■ REQUIRED WORK ■
Locate each line in the items below that contains the word "after", matching case exactly, and copy those lines out in full.

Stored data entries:
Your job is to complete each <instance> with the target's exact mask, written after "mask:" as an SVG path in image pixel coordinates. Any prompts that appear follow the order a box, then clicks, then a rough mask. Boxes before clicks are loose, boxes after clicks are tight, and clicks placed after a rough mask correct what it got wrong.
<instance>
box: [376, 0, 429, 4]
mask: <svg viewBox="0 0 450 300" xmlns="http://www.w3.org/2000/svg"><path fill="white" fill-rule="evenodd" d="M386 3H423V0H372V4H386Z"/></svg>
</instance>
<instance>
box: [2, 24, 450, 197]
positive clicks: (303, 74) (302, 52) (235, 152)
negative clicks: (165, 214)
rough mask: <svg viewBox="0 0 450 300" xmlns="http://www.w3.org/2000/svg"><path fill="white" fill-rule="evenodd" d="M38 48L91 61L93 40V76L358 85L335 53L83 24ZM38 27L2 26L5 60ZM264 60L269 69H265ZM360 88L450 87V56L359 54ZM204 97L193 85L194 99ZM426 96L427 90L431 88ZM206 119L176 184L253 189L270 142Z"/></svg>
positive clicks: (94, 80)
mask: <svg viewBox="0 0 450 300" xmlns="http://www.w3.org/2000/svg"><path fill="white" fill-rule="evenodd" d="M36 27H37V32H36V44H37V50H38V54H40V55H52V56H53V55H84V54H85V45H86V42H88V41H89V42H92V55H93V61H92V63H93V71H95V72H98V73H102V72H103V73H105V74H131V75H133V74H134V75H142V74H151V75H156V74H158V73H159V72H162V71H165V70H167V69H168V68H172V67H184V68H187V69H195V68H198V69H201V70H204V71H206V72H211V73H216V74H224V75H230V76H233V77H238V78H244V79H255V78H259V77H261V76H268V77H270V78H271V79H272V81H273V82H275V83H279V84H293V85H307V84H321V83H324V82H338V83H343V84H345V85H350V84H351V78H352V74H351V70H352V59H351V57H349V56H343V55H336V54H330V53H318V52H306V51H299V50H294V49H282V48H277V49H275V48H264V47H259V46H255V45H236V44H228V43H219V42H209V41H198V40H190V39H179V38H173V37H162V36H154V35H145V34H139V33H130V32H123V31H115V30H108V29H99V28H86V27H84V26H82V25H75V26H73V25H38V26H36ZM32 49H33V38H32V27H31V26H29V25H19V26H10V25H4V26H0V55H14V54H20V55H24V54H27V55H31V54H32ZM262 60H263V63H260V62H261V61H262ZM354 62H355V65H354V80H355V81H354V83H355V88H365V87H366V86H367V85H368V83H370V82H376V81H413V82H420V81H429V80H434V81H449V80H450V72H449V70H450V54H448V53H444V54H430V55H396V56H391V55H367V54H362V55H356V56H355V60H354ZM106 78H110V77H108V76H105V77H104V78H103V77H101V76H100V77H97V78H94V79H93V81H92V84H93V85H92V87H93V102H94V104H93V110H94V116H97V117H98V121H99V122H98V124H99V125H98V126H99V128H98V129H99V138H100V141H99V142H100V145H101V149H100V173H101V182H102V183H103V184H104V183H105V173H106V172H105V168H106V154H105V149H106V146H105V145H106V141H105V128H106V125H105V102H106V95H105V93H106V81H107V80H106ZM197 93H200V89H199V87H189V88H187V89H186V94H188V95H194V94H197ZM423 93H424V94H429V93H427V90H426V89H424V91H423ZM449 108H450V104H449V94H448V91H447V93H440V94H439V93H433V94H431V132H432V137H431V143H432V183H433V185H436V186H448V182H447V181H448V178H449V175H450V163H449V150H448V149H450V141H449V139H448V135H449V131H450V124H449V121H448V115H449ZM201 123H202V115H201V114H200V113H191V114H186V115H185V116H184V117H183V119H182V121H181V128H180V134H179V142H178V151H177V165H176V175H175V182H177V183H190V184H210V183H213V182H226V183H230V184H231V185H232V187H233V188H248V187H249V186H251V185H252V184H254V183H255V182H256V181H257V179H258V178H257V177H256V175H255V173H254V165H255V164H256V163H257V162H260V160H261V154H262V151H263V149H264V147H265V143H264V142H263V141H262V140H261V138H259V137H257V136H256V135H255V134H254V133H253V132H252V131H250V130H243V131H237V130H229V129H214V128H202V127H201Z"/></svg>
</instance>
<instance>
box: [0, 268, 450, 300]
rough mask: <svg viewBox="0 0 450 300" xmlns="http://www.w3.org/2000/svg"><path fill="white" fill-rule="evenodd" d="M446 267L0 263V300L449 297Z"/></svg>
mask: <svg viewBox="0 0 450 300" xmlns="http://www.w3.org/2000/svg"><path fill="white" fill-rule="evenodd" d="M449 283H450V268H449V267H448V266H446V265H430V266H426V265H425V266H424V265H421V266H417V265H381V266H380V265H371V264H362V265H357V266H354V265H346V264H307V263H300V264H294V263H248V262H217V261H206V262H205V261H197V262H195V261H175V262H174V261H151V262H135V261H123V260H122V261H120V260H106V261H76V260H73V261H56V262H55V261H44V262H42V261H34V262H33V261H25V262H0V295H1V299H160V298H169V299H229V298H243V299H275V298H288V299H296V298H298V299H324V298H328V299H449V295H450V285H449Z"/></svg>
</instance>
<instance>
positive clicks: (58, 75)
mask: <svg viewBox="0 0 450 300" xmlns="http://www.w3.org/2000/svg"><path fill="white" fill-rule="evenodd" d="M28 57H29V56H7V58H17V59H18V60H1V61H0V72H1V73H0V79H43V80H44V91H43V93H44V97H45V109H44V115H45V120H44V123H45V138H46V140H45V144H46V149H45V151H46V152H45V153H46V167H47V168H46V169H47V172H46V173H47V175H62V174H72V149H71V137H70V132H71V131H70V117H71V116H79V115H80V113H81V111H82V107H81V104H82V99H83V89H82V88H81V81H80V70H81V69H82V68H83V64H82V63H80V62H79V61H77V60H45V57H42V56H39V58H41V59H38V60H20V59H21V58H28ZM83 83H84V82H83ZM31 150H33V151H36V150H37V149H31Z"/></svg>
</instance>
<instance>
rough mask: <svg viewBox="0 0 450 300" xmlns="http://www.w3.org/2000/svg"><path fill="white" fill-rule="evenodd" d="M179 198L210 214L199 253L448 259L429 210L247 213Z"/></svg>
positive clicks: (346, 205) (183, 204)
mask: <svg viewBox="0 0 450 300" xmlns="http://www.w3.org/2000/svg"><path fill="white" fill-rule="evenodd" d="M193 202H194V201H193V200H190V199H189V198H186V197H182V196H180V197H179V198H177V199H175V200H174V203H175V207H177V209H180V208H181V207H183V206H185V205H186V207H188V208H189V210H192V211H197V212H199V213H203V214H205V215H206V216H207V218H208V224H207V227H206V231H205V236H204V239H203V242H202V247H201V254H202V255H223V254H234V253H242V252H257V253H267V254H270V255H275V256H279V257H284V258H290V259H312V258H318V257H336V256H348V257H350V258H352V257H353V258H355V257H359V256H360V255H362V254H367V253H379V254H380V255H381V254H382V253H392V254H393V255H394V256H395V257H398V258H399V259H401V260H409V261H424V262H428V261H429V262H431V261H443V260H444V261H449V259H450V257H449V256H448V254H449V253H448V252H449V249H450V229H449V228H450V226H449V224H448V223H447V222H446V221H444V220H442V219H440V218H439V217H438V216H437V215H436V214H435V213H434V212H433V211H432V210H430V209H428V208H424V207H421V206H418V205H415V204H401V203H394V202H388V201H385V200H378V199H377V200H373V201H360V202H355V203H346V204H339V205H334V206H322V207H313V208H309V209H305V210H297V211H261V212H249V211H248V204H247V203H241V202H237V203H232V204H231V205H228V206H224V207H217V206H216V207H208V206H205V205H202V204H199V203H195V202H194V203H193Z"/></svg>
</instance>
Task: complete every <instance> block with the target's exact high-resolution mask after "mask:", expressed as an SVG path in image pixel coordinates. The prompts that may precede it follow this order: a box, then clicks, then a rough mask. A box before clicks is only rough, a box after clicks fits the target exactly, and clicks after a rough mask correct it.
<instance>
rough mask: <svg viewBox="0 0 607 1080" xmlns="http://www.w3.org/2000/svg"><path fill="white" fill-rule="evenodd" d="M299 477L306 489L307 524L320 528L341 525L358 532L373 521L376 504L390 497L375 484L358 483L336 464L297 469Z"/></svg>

■ SOLVED PROBLEM ■
Your job is to complete each <instance> with the target's exact mask, written after "mask:" as an SVG path in image pixel coordinates. Any prompts that appear follow the order a box, then clicks, then a rough mask. Boxes before clicks are loose, boxes after clicks are tight, and clicks placed after a rough mask correct what it got wrong.
Task: complete every <instance> block with the target's exact high-resolution mask after "mask:", expressed as an SVG path in image pixel coordinates. The prompts that may precede it follow this order: a box, then clicks, then a rough mask. A box before clicks is only rough, a box after clicks fits the target exactly, and clicks after a rough mask correct it.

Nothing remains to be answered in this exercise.